**TASK BRIEF**
Set the records down again exactly, apart from any pictures in them.

════════

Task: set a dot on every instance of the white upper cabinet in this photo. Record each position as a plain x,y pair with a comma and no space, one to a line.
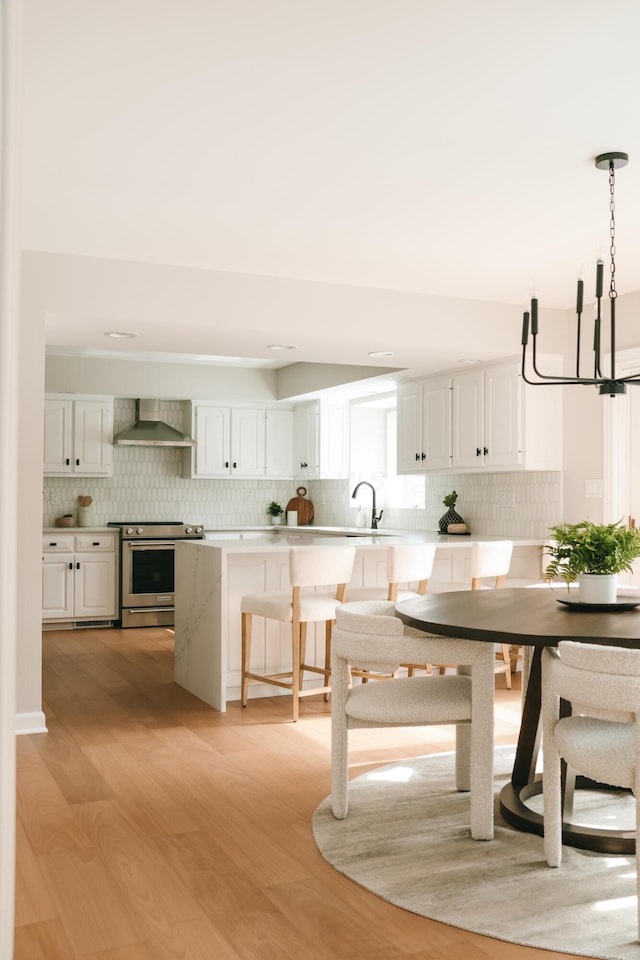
501,423
321,440
424,425
279,444
479,419
238,441
78,436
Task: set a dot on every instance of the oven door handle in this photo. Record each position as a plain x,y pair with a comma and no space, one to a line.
150,544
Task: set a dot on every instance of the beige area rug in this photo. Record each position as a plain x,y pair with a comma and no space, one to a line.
406,839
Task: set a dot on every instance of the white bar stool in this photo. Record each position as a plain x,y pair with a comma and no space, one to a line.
310,566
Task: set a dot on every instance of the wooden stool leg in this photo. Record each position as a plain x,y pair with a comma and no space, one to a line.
506,656
298,638
247,622
328,627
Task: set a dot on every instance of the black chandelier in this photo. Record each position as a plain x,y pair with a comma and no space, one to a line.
611,385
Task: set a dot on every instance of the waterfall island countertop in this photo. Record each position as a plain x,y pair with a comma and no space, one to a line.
213,575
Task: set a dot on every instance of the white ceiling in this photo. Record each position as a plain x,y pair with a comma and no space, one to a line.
407,145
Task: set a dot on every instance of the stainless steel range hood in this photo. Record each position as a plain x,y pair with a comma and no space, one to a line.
149,431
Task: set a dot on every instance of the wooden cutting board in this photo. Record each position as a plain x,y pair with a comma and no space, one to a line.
303,506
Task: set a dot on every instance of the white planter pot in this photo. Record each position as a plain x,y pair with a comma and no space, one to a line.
597,588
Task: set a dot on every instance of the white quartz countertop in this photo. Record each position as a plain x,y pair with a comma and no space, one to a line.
273,538
47,530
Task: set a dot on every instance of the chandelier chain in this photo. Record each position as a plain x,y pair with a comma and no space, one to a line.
613,293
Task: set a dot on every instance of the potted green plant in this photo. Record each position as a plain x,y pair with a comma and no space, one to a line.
275,511
593,554
450,517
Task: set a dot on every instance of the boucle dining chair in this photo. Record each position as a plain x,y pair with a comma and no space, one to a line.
369,635
490,561
310,568
408,569
601,739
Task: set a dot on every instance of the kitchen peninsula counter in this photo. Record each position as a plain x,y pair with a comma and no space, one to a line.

════════

**RESPONSE AREA**
Task: set a dot on every instance of the white upper cabinet in this photo. Record each position as a plain x,y pair with a comma and no space, one to a line.
501,423
321,440
424,425
279,444
479,419
238,441
78,436
Task: set a dot on every instance of the oven door handle in this photo. Record each position as a plain x,y pair with a comma and no space, one to a line.
150,544
Task: set a dot on every instance of the beige area rug in this photo. Record each position as a plain x,y pair with a comma and no space, one to a line.
406,839
Task: set a dot on every instance of the white bar stool in this photo. Record each position as a plain x,y pair with a comma and no space, one to a line.
310,566
Task: set a dot on every instance of the wooden stool leg in this photo. Record each position as a plain x,y pair with a comma and no space, one to a line.
506,656
298,638
247,622
328,627
Task: set a dot on every instance of the black chandelier in this photo. Record each position as a plain x,y pair with a comma and no space, one to a line.
611,385
Task: set a dot on every instance of the waterfall island countertop in this photo. Record each position as a plain x,y pair with a comma and no space, one to a line.
213,575
Task: set a dot on every instance of the white ceiling in this photo. Record each position as a plain x,y pair with a comma and no space, one to a line.
407,145
Task: set a dot on every instance of the stainless steel range hood in this photo. Record each position as a plain x,y pair with a comma and no space, one to a line.
149,431
Task: set a dot on every instance of the wooden cutting board in this photo. Record each position as a plain x,y pair with a comma and no space, one to a line.
303,506
Task: set a dot on every instance of the white planter pot in this photo. Record each position as a plain x,y pair with a comma and no space, one to a line.
597,588
Task: set a dot on every instance of the white quartz countertop in this photo. Record each position as a plain x,y pair with a comma and no space, one to a line.
273,538
47,530
Task: set a dot on every instance of the chandelier chain in this photo. Record each position as a plain x,y pair with a comma and no space, one to a line.
613,293
Task: set a dot on every instance of the potted green plant in this photo. Record each position as a plain x,y pair with a comma and no space, one to a line.
275,511
593,554
450,517
Task: set a dot on every instance of the boucle dining chair in this photo. Record each position as a plain x,y pair with a comma and no space, one to a line.
369,635
490,561
310,568
408,569
601,739
Task: set a dot on every instance of the kitchen peninsula counter in this photo. Record each position as a plain x,y pair with a comma and no space, one to a line.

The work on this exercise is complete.